- [What you have to do]: Render the listing below as a numbered list, skipping any blank lines and omitting the pictures.
[BEGIN Records provided]
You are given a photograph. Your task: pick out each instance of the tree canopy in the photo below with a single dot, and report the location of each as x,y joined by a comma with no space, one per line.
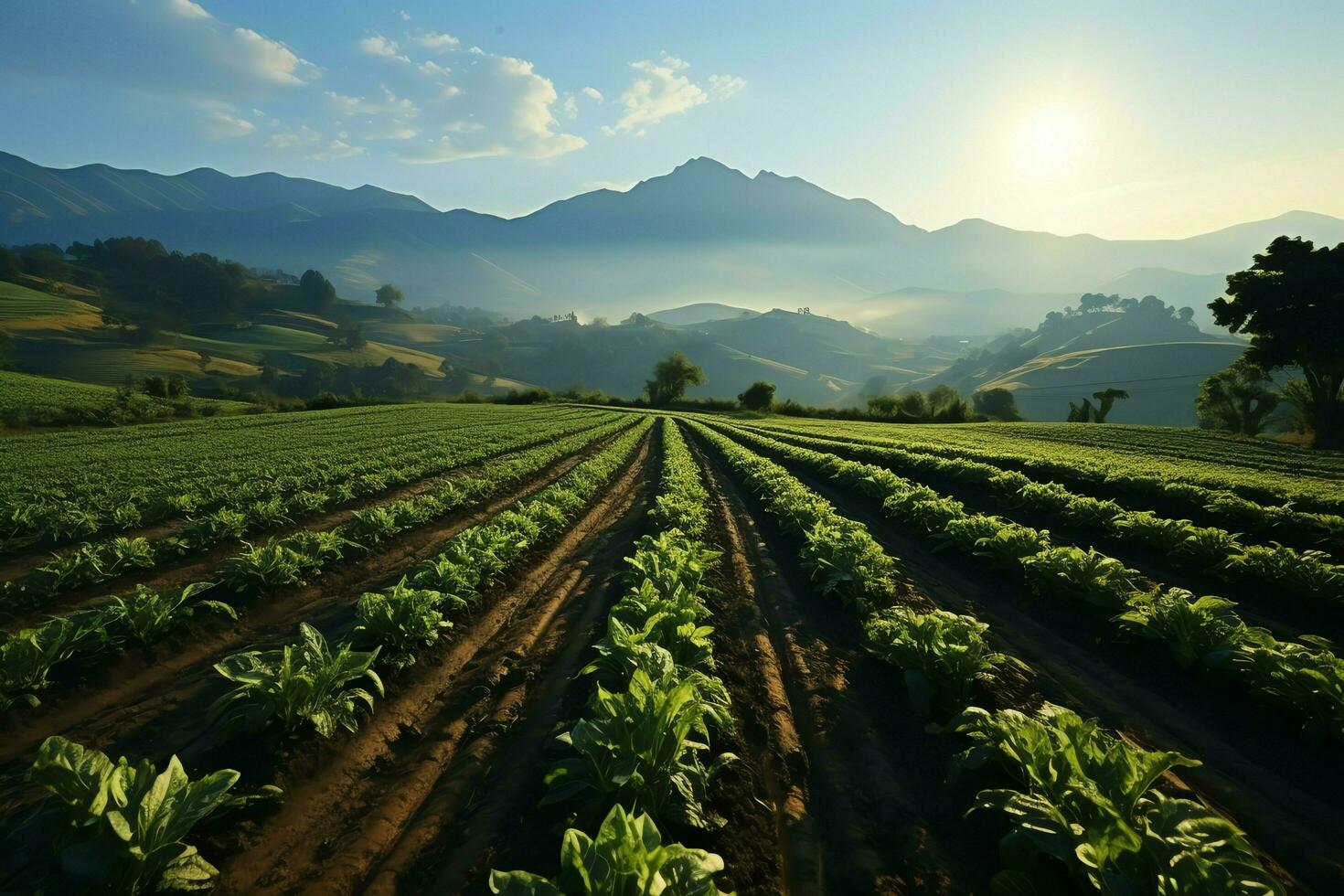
671,378
1290,303
758,397
1238,400
389,295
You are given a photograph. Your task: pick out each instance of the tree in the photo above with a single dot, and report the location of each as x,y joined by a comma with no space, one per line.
11,268
389,295
758,397
1238,400
671,378
1089,412
997,403
946,404
349,335
316,291
1106,398
1290,301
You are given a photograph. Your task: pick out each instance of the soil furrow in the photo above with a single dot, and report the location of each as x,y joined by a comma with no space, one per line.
887,821
197,566
149,684
1277,784
339,821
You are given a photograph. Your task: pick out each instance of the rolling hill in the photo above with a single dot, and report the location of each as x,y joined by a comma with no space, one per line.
702,229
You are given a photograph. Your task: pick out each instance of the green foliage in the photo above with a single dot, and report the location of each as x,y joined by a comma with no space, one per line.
[END Records provided]
- [Task solution]:
1. You are given a photograph. Your task: pick out each instance of the tree canopy in the photo below with a single dot, and report the location of each as x,y joined by a comma with no space, one per line.
2. 671,378
3. 1290,303
4. 758,397
5. 1238,400
6. 389,295
7. You are given a photograph. Your task: pick out each instance of the tree in the photo above with a single dot, and report the location of each as x,y joined by a comma with no space, one per line.
8. 11,268
9. 389,295
10. 758,397
11. 1238,400
12. 671,378
13. 1089,412
14. 997,403
15. 946,404
16. 349,335
17. 316,291
18. 1106,398
19. 1290,301
20. You are given a photograph. Your task: pick out each instance of the soil furrow in the photo above with a single dot, and report the location of each as x,y joined by a comma with no space, one per line.
21. 887,821
22. 197,566
23. 149,684
24. 1277,784
25. 339,821
26. You are given a photograph. Your task: pick out each instance of the rolling hill in the photo above with a single dot, and report the location of each as x,y joined by a comma with no space, one per line.
27. 702,229
28. You are given a photograph. Your task: pick out each instance of the green foliage in the photo above with a single dot, and report the location of each as x,y joined by a comma with no space, one per line.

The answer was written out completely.